§ **Information provided**:

[start]

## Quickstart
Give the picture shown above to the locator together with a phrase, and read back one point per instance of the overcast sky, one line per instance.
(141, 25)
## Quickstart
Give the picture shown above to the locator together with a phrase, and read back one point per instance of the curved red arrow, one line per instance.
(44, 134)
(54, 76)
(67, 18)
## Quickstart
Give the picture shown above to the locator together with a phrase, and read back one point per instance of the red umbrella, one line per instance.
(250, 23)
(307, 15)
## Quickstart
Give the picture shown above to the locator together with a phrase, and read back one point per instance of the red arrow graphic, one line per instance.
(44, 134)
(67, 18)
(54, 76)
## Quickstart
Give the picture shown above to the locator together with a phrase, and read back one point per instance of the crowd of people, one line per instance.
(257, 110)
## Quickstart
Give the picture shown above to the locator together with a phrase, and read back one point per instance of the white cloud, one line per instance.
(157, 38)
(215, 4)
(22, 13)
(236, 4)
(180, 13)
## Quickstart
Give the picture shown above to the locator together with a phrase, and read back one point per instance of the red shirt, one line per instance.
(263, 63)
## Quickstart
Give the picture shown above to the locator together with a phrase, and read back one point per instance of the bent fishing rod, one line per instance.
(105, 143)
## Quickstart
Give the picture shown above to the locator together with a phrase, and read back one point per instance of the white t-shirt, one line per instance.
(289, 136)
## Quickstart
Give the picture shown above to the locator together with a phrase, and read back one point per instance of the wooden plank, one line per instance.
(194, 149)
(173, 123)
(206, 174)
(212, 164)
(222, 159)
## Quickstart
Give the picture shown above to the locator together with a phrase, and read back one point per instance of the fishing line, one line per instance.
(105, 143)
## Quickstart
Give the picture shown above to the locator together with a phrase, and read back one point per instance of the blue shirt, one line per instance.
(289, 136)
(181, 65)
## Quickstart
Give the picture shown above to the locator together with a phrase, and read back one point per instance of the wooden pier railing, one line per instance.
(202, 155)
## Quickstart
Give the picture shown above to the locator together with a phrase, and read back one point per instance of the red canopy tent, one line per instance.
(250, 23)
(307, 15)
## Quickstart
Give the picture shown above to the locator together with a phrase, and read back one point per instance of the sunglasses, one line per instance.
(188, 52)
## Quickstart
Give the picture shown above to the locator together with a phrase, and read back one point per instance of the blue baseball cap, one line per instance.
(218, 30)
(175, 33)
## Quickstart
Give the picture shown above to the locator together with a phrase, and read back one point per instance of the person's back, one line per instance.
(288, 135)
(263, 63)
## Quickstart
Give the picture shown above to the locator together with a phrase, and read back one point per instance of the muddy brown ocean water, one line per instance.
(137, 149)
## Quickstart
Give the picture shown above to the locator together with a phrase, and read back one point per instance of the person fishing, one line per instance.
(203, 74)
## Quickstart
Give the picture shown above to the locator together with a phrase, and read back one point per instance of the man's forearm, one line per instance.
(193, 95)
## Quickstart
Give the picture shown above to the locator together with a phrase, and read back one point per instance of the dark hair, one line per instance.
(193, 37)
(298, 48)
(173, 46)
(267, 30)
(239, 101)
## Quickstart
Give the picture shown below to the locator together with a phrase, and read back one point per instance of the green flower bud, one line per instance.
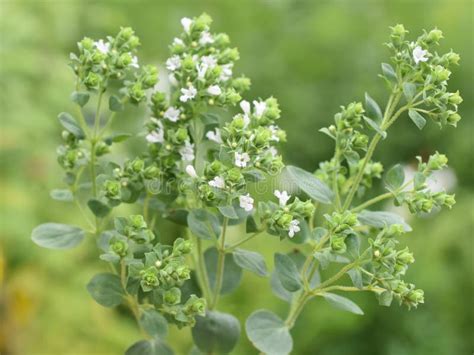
(112, 189)
(338, 245)
(234, 175)
(455, 98)
(437, 161)
(93, 81)
(172, 296)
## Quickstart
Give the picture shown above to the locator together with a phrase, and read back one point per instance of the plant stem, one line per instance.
(220, 265)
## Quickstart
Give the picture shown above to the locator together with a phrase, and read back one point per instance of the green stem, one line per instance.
(220, 265)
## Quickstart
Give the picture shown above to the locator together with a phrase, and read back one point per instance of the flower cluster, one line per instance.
(388, 265)
(201, 74)
(420, 198)
(425, 74)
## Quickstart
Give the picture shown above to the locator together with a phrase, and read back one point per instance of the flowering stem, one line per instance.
(220, 265)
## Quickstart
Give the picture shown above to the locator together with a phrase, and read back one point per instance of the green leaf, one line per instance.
(395, 177)
(409, 90)
(98, 208)
(287, 272)
(381, 219)
(203, 224)
(312, 186)
(389, 72)
(417, 119)
(71, 125)
(251, 261)
(232, 272)
(375, 127)
(268, 333)
(80, 98)
(115, 104)
(62, 195)
(342, 303)
(57, 236)
(228, 211)
(149, 347)
(106, 289)
(373, 109)
(216, 332)
(154, 323)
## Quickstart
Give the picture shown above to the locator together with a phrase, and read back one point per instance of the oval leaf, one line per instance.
(71, 125)
(57, 236)
(311, 185)
(106, 289)
(287, 272)
(250, 260)
(232, 272)
(268, 333)
(342, 303)
(216, 332)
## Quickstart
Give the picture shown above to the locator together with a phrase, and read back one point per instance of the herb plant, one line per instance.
(196, 170)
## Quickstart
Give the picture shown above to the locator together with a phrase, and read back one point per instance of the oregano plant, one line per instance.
(204, 147)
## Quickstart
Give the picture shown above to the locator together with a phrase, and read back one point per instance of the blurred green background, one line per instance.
(313, 56)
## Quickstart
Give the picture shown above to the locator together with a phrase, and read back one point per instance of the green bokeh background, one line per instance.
(313, 56)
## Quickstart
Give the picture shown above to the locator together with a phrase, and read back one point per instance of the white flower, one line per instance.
(186, 22)
(156, 136)
(226, 73)
(294, 228)
(187, 152)
(206, 38)
(282, 196)
(191, 171)
(178, 42)
(217, 182)
(102, 46)
(134, 62)
(246, 202)
(241, 159)
(201, 69)
(173, 63)
(260, 107)
(214, 136)
(172, 113)
(420, 55)
(188, 94)
(214, 90)
(209, 60)
(274, 130)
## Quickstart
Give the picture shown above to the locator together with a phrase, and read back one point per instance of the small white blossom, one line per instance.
(214, 90)
(191, 171)
(420, 55)
(215, 136)
(294, 228)
(187, 152)
(205, 38)
(217, 182)
(188, 94)
(246, 202)
(201, 69)
(172, 113)
(226, 73)
(186, 23)
(178, 42)
(241, 159)
(102, 46)
(260, 107)
(282, 196)
(134, 62)
(173, 63)
(209, 60)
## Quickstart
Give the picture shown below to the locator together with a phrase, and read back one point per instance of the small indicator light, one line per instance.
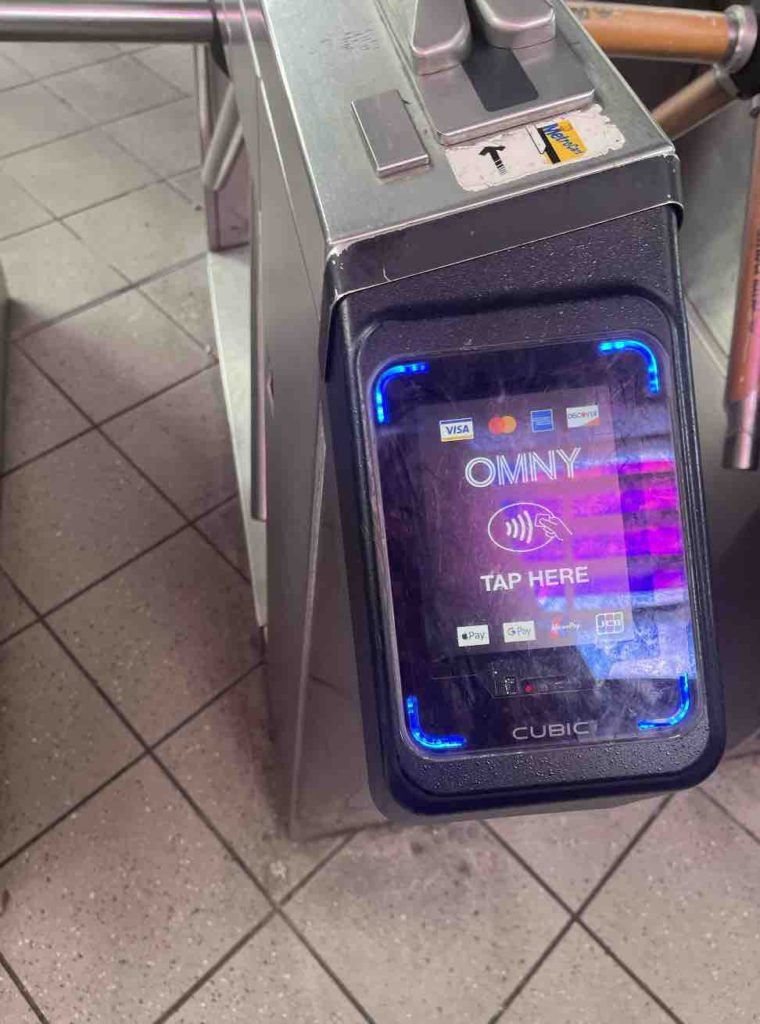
(424, 738)
(634, 345)
(397, 370)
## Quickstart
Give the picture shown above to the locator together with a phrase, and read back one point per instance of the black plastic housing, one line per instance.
(618, 275)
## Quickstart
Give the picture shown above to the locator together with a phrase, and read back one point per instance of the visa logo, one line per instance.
(456, 430)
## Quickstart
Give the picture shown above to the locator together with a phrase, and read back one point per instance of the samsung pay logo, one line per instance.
(583, 416)
(456, 430)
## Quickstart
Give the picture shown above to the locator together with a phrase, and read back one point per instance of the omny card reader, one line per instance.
(512, 426)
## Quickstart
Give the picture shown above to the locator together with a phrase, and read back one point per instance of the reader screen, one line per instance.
(534, 545)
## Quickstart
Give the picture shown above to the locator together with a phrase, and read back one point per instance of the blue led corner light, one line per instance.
(633, 345)
(678, 715)
(397, 370)
(424, 738)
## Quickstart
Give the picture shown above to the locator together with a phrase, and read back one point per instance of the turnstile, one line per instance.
(451, 231)
(471, 188)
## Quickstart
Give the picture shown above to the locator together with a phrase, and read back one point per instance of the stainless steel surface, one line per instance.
(154, 22)
(389, 134)
(223, 144)
(458, 114)
(441, 36)
(511, 24)
(229, 281)
(744, 24)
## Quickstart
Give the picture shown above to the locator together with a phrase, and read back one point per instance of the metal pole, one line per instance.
(695, 102)
(667, 33)
(160, 22)
(743, 385)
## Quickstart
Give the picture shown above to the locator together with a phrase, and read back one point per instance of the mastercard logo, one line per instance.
(502, 424)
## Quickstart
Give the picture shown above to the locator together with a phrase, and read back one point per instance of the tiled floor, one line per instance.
(143, 873)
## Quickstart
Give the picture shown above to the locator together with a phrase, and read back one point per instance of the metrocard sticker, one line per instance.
(530, 148)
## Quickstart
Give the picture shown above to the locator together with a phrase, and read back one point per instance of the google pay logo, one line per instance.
(456, 430)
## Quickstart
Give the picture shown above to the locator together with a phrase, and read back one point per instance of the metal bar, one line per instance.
(743, 385)
(223, 144)
(160, 22)
(695, 102)
(666, 33)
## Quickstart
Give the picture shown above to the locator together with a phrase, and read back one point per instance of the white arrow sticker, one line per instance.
(530, 148)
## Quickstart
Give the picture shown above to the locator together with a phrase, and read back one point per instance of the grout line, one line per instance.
(631, 974)
(23, 989)
(82, 128)
(107, 576)
(637, 836)
(575, 918)
(339, 846)
(233, 853)
(729, 814)
(526, 865)
(71, 810)
(103, 693)
(205, 706)
(88, 64)
(85, 306)
(500, 1016)
(327, 969)
(194, 526)
(200, 982)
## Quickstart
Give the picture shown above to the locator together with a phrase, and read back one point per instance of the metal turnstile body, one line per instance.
(326, 226)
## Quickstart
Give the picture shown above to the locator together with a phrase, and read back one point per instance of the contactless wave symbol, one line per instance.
(524, 526)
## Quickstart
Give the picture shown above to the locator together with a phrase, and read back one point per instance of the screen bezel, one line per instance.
(402, 723)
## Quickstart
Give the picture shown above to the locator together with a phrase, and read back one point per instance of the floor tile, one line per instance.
(223, 527)
(143, 232)
(48, 707)
(31, 116)
(573, 850)
(50, 272)
(272, 978)
(681, 912)
(181, 440)
(10, 74)
(78, 172)
(427, 924)
(736, 785)
(37, 415)
(111, 90)
(43, 58)
(173, 62)
(14, 612)
(115, 354)
(118, 910)
(190, 184)
(166, 139)
(225, 761)
(18, 212)
(581, 984)
(165, 634)
(184, 296)
(74, 515)
(13, 1008)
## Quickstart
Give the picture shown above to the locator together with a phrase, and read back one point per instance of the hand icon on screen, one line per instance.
(552, 526)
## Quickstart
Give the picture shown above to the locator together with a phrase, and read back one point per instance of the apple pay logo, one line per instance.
(472, 636)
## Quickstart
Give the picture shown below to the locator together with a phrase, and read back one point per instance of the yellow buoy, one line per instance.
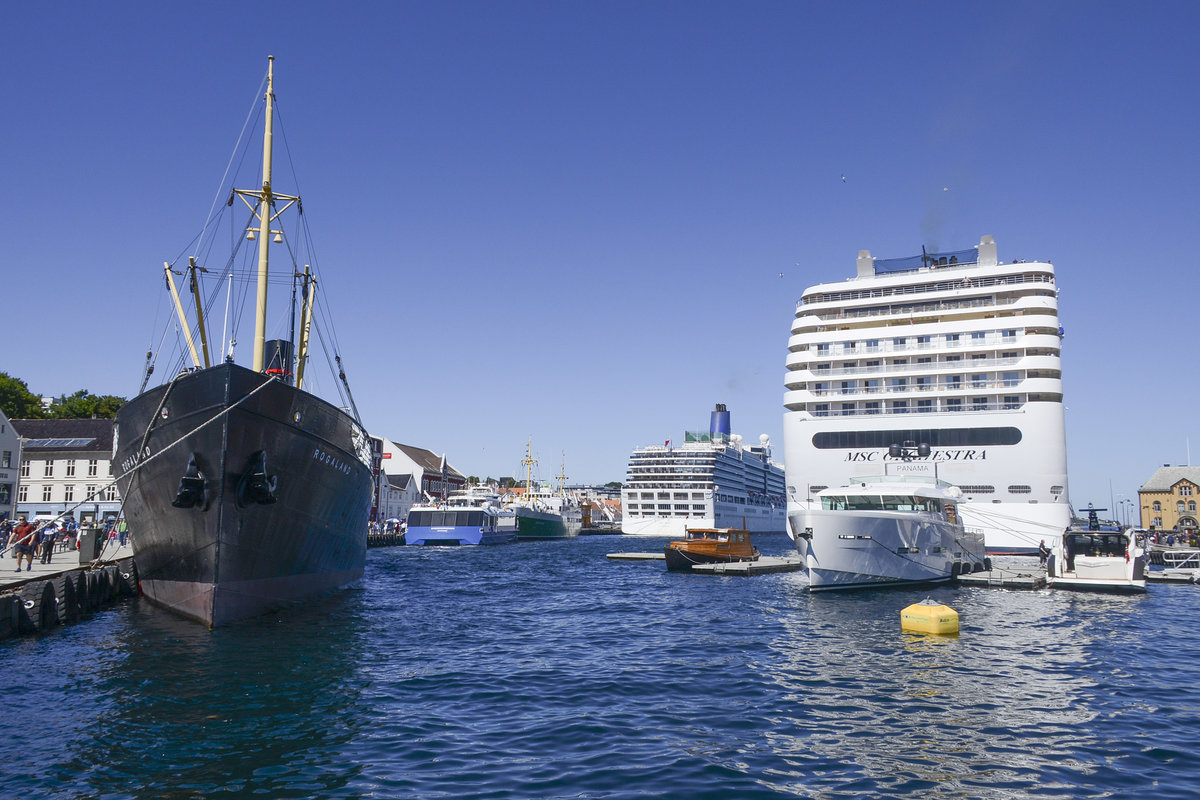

[end]

§ **Directions for this task**: Collect each line of the material above that contains the word "person", and treat uppercase and lowercase letters as different.

§ **Answer to this task**:
Give the picture shown above to the locator together with a phrase, and read back one point per instance of the person's back, one line per instance.
Give the picture shown above to the locator together with a phrase, and read back one point per instance of the person fishing, one line per instance.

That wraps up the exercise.